Problems and tasks -
A: In the hydrogel project description, in which biological materials are fiber remodeling and long-range force propagation mostly observed?
B: For each statement, say whether it agrees with the hydrogel project description: (i) The project started in October 2022. (ii) The PIC gels show strain-softening behavior. (iii) The project will use a fully synthetic hydrogel.

Passage shown -
Haoxiang Zhang
DNA-functionalized fibrous hydrogels to quantify cell-matrix interactions
Started on October, 2022
email Haoxiang Zhang
Cells physically interact with the extracellular matrix (ECM) through cellular forces. These forces are involved in matrix remodeling, cell‑cell mechanical communication, and tissue mechanics, further guiding cell migration and development. Several reports indicate that cells can physically remodel ECM through fiber alignment and densification, creating a mechanically specific micro-niche to suit their needs. At the same time, the forces applied by the cell propagate a long distance through the matrix, allowing cell–cell mechanical communication. Fiber remodeling and long-range force propagation are mostly observed in biological ECMs, namely collagen, and fibrin gels, due to the nonlinear mechanics and fibrous structure of these materials. These phenomena are therefore difficult to mimic using synthetic hydrogels. In this project we will use a fully synthetic hydrogel, that mimics biological gels in nearly all aspects, particularly the fibrous architecture and the strong nonlinear mechanical response. The developed polyisocyanides (PIC) gels are suitable for culturing many different cell types in 3D, and show strain-stiffening behaviour. The main goal of this project is to develop a toolbox to investigate the role of cellular forces and force propagation in cell behavior. In more detail, we will investigate how cellular forces affect the matrix, how far do they propagate within the matrix, and how are forces transmitted from the matrix to distance cells, with subcellular resolution, in 3D. We will used DNA-functionalized PIC gels to quantify cellular traction forces in mechano-sensitive hydrogels, investigate fiber remodeling at the nanometer level and investigate how cellular forces are transmitted through the matrix. The smart DNA-PIC gels developed in this project will provide an essential tool to understand the role of cell-induced mechanical cues in cancer progression. Importantly, the toolbox developed within this project will be useful to investigate a wide array of biological diseases and processes where biomechanics play an important role.

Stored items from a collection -

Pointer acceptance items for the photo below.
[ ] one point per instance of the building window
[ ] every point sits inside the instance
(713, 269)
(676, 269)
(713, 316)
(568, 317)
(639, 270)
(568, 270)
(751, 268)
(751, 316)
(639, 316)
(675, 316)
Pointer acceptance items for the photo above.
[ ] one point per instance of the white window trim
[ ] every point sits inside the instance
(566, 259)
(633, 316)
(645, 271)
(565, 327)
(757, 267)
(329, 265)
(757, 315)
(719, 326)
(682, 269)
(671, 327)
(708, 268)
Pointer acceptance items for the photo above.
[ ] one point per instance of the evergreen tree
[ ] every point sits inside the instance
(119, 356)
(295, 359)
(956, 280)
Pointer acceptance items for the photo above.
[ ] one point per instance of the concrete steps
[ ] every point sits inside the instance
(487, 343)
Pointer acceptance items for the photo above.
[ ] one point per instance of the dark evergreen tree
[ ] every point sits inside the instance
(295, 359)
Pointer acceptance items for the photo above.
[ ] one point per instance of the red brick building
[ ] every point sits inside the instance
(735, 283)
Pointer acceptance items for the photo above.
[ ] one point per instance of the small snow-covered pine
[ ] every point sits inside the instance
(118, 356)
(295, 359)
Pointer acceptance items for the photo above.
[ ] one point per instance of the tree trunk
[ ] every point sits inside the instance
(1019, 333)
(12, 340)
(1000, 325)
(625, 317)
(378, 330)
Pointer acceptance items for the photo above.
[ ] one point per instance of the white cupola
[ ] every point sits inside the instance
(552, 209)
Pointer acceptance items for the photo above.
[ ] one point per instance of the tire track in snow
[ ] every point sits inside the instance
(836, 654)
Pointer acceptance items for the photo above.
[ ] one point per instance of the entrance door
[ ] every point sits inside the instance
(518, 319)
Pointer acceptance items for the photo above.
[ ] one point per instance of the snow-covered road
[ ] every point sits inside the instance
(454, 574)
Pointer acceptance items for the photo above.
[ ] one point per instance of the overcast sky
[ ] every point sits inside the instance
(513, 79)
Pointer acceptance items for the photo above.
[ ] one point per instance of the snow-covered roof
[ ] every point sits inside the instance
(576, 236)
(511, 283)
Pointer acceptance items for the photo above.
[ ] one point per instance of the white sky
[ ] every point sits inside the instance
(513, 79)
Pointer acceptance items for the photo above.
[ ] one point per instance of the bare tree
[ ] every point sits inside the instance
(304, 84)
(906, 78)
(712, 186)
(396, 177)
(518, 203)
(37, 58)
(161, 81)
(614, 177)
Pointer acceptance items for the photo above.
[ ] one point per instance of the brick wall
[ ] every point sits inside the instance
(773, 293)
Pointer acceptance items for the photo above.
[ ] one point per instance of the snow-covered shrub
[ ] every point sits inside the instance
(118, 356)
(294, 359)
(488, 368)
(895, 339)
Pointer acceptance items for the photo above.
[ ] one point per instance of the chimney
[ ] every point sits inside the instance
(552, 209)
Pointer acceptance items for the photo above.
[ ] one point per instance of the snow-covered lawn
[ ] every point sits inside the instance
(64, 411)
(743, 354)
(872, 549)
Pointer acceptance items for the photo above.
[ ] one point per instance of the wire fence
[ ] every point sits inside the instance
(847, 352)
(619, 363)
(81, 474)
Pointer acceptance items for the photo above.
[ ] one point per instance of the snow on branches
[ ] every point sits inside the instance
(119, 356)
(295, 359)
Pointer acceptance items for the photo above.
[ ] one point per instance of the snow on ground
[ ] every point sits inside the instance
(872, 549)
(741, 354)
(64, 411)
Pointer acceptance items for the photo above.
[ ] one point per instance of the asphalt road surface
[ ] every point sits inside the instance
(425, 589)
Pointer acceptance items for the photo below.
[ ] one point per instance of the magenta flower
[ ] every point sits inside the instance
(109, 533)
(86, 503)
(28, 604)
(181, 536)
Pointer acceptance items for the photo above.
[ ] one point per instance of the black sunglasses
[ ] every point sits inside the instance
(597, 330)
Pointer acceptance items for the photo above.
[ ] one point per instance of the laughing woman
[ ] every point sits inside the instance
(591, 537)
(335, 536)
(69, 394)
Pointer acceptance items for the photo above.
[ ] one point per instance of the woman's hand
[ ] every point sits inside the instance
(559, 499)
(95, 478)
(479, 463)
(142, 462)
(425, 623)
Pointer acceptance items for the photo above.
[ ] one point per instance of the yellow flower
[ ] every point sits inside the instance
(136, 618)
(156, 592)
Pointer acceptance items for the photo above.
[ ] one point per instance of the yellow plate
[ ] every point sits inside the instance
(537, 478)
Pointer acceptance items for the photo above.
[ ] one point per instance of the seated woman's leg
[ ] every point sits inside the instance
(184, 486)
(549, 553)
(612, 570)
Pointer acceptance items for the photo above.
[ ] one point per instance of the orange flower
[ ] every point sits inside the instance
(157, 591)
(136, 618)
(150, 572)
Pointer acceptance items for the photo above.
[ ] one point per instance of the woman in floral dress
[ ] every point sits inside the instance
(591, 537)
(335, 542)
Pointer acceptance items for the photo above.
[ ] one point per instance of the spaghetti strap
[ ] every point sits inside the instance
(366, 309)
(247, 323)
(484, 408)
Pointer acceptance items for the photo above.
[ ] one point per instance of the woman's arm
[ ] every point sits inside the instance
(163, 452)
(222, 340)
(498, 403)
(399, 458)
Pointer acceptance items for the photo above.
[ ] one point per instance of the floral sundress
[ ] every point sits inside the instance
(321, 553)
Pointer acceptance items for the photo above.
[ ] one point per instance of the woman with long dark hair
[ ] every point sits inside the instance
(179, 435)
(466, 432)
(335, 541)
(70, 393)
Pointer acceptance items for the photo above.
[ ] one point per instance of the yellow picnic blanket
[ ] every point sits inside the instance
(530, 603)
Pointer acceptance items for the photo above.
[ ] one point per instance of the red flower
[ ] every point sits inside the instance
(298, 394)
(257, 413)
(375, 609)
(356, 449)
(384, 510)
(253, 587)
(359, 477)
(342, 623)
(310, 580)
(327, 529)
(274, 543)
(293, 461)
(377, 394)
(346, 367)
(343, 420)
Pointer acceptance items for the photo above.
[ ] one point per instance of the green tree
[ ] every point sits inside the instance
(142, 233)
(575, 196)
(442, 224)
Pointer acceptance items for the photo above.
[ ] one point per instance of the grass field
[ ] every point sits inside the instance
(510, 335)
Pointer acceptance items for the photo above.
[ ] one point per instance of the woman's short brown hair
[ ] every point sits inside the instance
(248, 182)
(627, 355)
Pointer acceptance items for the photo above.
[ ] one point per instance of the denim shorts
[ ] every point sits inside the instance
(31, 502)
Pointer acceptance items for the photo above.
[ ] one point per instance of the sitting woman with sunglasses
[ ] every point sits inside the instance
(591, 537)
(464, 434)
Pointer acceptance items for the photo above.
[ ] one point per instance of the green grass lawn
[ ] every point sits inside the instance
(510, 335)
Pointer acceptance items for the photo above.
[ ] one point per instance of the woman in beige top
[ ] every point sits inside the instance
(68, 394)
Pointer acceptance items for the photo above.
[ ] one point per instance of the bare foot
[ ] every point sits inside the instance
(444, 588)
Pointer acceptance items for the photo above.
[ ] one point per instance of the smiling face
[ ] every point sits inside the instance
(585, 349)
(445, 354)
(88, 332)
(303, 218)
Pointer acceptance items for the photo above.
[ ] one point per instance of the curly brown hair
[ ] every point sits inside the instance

Responses for each task -
A: They are mostly observed in collagen and fibrin gels.

B:
(i) Yes: "Started on October, 2022."
(ii) No: "show strain-stiffening behaviour."
(iii) Yes: "In this project we will use a fully synthetic hydrogel."